--- PROBLEM REQUIREMENTS ---
Please copy the lines below exactly, from the first one through the line showing "# for each instance of the car headlight, put".

--- MATERIAL SUPPLIED ---

= = = = = = =

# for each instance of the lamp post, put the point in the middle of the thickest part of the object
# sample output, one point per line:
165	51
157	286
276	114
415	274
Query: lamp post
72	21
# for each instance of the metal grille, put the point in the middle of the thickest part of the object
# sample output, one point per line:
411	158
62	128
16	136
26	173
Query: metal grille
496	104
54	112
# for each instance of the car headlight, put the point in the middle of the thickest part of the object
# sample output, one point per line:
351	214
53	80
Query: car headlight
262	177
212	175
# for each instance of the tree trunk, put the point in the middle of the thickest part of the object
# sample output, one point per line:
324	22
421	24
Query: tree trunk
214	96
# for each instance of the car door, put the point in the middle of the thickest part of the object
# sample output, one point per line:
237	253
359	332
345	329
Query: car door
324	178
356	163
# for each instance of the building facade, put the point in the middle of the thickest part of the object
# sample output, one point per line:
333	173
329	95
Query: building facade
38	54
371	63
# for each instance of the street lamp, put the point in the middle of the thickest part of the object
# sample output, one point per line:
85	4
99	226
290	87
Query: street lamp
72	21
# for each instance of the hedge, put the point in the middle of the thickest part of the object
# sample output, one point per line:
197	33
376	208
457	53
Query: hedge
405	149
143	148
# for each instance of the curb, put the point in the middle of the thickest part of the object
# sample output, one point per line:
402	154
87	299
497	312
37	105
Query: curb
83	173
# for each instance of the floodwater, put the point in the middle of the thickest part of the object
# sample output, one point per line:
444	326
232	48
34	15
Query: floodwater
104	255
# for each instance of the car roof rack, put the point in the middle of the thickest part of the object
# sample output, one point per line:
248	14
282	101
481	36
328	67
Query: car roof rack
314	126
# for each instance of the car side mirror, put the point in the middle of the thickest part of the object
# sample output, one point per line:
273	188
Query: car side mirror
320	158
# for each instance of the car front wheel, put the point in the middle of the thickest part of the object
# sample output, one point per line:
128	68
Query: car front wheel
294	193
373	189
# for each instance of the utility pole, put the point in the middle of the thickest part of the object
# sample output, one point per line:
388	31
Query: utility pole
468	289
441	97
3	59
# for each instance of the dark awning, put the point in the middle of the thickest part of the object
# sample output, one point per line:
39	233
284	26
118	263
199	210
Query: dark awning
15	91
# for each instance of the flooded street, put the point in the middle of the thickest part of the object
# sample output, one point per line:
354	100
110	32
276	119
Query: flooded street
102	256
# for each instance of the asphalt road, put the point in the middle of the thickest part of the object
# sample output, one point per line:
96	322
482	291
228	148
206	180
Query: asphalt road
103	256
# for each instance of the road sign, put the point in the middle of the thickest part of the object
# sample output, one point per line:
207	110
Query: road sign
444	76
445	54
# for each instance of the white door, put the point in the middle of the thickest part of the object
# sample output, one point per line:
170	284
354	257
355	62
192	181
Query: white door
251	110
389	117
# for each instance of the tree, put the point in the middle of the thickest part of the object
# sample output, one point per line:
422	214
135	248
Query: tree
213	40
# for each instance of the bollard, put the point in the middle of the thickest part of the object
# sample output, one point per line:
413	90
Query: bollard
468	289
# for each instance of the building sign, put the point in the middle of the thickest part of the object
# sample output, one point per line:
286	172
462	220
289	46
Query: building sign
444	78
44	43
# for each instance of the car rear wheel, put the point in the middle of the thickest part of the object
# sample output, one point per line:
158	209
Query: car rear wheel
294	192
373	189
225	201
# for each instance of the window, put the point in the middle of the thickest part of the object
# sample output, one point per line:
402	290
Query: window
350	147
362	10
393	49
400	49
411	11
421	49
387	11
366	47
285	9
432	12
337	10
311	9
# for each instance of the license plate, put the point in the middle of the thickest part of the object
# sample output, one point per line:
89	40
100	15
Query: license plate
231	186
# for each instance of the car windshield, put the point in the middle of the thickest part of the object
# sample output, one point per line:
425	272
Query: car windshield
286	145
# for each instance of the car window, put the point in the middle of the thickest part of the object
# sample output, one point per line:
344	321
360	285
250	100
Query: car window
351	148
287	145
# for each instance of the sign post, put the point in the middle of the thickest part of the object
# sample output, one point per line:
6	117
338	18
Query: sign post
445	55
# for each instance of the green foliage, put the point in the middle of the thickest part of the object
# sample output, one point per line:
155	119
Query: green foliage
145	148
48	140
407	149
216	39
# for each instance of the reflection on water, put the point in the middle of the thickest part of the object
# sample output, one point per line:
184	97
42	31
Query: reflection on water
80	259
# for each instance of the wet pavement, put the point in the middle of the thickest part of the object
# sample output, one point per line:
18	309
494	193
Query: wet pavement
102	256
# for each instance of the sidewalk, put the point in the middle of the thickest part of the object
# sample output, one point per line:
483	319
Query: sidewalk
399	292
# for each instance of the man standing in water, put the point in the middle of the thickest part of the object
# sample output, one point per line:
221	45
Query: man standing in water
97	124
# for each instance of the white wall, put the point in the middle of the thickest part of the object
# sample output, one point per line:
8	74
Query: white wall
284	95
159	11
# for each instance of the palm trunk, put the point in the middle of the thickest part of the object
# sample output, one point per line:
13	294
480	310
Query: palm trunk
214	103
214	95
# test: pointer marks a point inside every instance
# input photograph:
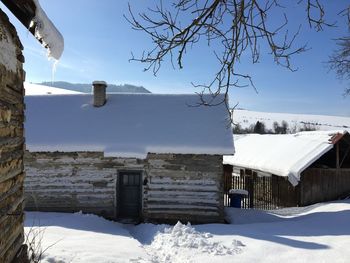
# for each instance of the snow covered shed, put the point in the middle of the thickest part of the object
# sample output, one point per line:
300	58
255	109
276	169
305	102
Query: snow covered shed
290	169
143	156
12	77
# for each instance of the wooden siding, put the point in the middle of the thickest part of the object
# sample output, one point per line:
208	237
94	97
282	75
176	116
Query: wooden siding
320	185
266	191
70	182
176	187
184	187
11	147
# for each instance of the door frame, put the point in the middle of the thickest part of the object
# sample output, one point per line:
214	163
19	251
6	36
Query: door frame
118	192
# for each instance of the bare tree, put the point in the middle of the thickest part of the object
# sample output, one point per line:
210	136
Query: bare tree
235	26
339	61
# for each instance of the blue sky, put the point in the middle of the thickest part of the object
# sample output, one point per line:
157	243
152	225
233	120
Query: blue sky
99	42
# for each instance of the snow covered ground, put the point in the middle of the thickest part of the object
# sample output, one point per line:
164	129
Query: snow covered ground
320	122
318	233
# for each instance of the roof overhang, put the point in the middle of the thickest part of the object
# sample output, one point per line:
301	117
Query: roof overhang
31	15
24	10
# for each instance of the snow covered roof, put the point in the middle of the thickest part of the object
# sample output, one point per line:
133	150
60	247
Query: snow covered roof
285	155
47	33
128	125
33	17
36	89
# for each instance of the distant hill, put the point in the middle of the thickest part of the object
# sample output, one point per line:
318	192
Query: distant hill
246	118
86	88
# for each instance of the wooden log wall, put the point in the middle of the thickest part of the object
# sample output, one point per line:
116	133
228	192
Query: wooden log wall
179	187
11	141
70	182
184	187
320	185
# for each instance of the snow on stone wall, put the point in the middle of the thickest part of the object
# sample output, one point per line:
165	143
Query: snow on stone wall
187	187
179	187
11	141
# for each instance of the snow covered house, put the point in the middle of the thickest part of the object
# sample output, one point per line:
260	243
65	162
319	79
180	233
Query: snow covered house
12	76
147	157
291	169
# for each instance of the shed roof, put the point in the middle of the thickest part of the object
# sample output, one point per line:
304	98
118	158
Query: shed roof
128	125
286	155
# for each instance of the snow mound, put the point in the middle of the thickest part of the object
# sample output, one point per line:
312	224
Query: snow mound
171	244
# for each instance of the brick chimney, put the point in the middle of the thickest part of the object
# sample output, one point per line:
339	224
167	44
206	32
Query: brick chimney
99	91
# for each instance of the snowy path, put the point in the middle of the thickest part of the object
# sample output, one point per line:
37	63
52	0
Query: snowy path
319	233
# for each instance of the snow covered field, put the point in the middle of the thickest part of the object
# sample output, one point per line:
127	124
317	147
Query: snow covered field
319	233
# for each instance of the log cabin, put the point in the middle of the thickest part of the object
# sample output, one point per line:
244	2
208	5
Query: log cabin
138	157
12	76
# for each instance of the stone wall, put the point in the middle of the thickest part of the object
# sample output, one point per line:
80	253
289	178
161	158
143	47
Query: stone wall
178	187
11	141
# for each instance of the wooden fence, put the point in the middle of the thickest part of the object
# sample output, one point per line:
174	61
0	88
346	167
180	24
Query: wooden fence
272	192
265	192
321	185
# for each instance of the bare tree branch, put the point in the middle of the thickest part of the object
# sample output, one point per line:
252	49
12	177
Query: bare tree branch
237	27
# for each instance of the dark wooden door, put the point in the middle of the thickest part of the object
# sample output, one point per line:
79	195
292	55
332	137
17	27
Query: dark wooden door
129	195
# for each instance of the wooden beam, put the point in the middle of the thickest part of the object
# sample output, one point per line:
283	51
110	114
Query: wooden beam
337	156
345	155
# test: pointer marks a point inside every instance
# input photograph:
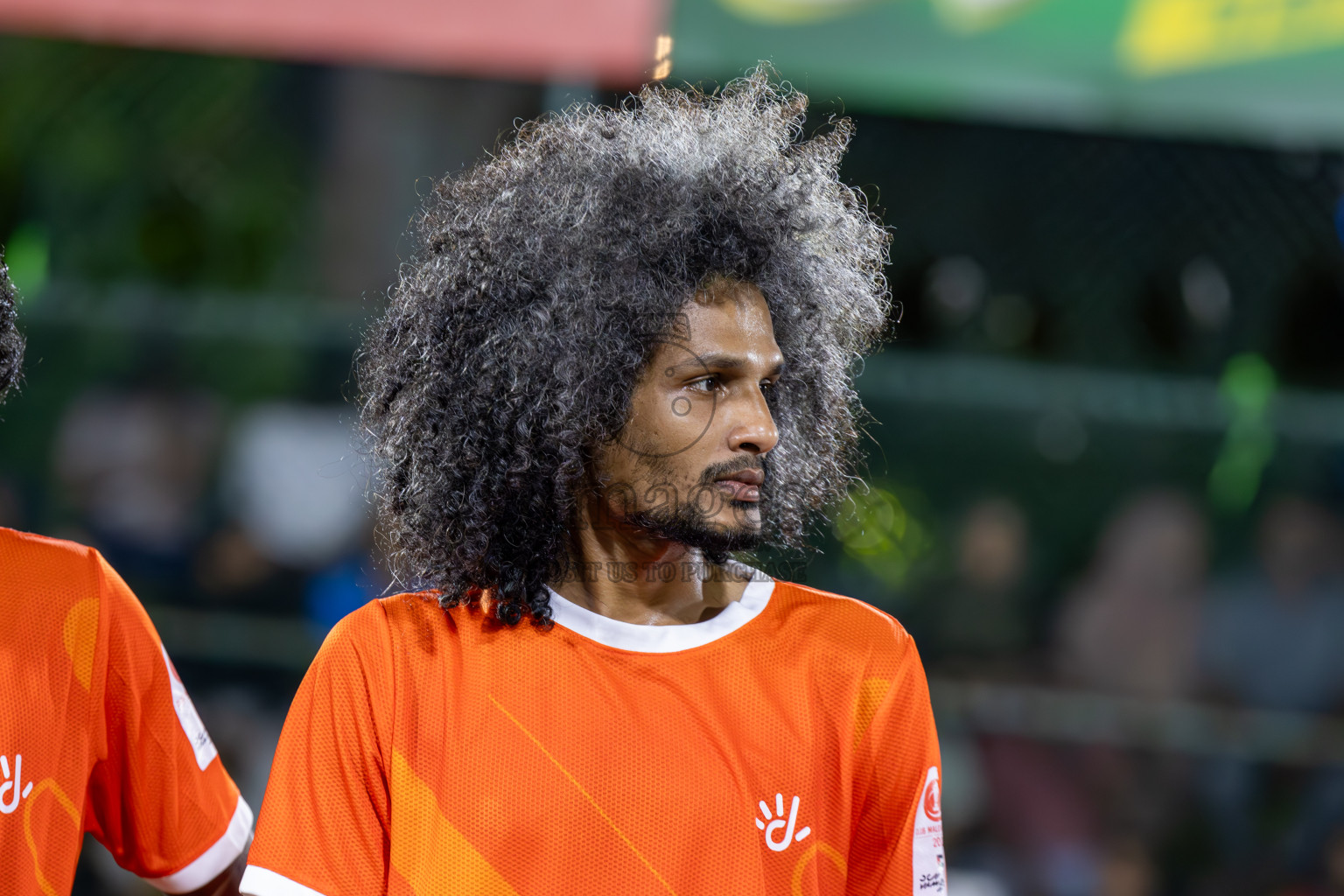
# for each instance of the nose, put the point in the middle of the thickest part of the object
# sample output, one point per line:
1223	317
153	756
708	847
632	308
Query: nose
752	429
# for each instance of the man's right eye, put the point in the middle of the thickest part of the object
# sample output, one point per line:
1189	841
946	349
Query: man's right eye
706	384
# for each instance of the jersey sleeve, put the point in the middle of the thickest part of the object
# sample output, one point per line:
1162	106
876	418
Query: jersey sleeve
897	845
159	798
324	823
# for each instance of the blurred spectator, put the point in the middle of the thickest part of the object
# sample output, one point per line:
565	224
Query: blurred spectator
135	466
1083	818
1271	640
977	620
298	531
1132	625
293	482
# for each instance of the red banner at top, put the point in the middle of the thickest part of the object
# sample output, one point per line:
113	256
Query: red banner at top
604	40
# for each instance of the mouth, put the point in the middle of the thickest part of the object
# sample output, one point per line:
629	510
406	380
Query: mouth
742	485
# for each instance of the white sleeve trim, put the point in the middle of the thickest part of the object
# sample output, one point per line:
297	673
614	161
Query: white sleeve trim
262	881
208	865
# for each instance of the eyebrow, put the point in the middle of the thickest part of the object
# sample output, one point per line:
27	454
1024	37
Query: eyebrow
727	363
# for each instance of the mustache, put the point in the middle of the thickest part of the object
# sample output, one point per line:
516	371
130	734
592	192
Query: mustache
729	468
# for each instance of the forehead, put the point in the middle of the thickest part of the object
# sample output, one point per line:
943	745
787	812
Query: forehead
730	318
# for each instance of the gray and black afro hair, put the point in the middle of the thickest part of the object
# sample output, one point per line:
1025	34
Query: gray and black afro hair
11	343
542	280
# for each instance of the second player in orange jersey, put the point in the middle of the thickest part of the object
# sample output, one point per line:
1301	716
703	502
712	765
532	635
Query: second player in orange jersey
622	356
97	732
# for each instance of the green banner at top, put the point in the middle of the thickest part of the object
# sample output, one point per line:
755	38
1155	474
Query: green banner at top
1269	70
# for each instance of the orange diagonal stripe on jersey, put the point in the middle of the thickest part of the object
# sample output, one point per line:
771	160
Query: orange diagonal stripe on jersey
586	795
47	785
865	705
433	856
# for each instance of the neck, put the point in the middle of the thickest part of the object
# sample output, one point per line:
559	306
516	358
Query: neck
631	575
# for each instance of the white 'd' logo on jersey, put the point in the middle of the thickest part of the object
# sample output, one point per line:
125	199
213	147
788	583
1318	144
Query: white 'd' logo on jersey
779	821
12	790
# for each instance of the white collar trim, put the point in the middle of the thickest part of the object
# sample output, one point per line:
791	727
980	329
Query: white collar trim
628	635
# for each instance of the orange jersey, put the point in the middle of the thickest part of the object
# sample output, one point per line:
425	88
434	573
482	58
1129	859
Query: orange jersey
784	746
97	732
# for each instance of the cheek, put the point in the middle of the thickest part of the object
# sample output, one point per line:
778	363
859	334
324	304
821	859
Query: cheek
671	424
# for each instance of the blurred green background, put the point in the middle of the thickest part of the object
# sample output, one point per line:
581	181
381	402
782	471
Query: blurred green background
1120	281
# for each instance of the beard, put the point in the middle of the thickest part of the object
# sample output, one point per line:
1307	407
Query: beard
687	522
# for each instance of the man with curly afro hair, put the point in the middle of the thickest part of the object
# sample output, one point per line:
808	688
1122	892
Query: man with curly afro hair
621	354
97	732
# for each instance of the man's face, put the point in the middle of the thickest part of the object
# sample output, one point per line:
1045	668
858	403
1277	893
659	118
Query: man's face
690	462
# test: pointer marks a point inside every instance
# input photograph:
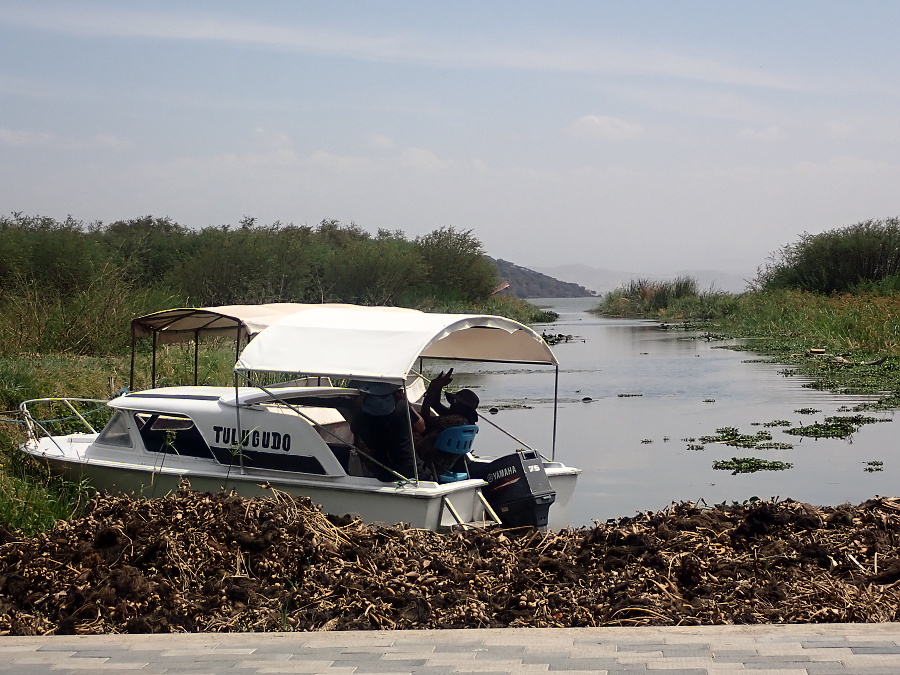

= = = = = = =

--- SOLUTION TO THIS TASK ---
# for each instance of the lamp post, put the point in the middle of the thickest part of the object
# sample output, one point per line:
165	51
157	286
276	114
415	274
Query: lamp post
72	21
# for each instance of the metal grille, put the point in the middle of the thickest part of the object
# sample output, one point per line:
411	158
62	128
16	136
26	173
Query: metal grille
496	104
54	112
# for each instance of the car headlight, put the point in the middle of the thickest part of the object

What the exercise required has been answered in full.